--- Start Data for processing ---
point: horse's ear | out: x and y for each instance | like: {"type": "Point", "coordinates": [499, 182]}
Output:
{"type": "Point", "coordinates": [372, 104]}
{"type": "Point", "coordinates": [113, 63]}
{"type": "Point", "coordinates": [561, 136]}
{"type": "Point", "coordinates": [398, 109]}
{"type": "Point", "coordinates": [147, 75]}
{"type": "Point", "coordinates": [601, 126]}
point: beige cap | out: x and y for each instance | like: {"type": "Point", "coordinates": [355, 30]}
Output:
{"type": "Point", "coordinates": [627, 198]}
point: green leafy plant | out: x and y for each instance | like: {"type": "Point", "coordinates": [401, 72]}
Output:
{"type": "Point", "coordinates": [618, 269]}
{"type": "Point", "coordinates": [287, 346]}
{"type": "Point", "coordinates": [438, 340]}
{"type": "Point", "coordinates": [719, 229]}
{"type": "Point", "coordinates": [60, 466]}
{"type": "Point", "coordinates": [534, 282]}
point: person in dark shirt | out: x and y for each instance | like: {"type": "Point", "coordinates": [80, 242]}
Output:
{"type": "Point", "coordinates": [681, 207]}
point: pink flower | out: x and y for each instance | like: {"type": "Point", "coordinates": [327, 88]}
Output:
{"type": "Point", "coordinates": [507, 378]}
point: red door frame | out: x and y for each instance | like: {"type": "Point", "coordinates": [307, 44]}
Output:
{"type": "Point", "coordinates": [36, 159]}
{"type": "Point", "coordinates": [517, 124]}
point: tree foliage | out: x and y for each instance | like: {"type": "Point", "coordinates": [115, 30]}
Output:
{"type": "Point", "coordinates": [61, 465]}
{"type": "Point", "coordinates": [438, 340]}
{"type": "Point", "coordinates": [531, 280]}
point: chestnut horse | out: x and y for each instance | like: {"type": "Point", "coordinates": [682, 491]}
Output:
--- End Data for processing ---
Short problem: Output every line of the records above as a numbered list, leaving out any blank lines.

Problem solution:
1. point: horse's ear | out: x and y for each instance | like: {"type": "Point", "coordinates": [499, 182]}
2. Output:
3. {"type": "Point", "coordinates": [372, 104]}
4. {"type": "Point", "coordinates": [113, 63]}
5. {"type": "Point", "coordinates": [561, 136]}
6. {"type": "Point", "coordinates": [398, 109]}
7. {"type": "Point", "coordinates": [147, 75]}
8. {"type": "Point", "coordinates": [601, 126]}
9. point: beige cap | out: x and y for each instance | like: {"type": "Point", "coordinates": [355, 30]}
10. Output:
11. {"type": "Point", "coordinates": [627, 198]}
12. point: green leafy plant | out: x and y for each instance | like: {"type": "Point", "coordinates": [401, 72]}
13. Output:
14. {"type": "Point", "coordinates": [618, 269]}
15. {"type": "Point", "coordinates": [287, 346]}
16. {"type": "Point", "coordinates": [438, 340]}
17. {"type": "Point", "coordinates": [719, 229]}
18. {"type": "Point", "coordinates": [60, 466]}
19. {"type": "Point", "coordinates": [534, 282]}
20. point: person in dark shirt | out: x and y for each instance | like: {"type": "Point", "coordinates": [80, 242]}
21. Output:
22. {"type": "Point", "coordinates": [681, 207]}
23. point: pink flower | out: x and y for each instance | like: {"type": "Point", "coordinates": [327, 88]}
24. Output:
25. {"type": "Point", "coordinates": [507, 378]}
26. point: red door frame | out: x and y for each instance | like: {"type": "Point", "coordinates": [307, 44]}
27. Output:
28. {"type": "Point", "coordinates": [36, 159]}
29. {"type": "Point", "coordinates": [517, 124]}
30. point: tree foliage | out: x and y for each instance | like: {"type": "Point", "coordinates": [115, 30]}
31. Output:
32. {"type": "Point", "coordinates": [61, 465]}
33. {"type": "Point", "coordinates": [438, 340]}
34. {"type": "Point", "coordinates": [531, 280]}
35. point: chestnut horse | out: x and y for each instance | like: {"type": "Point", "coordinates": [682, 491]}
36. Output:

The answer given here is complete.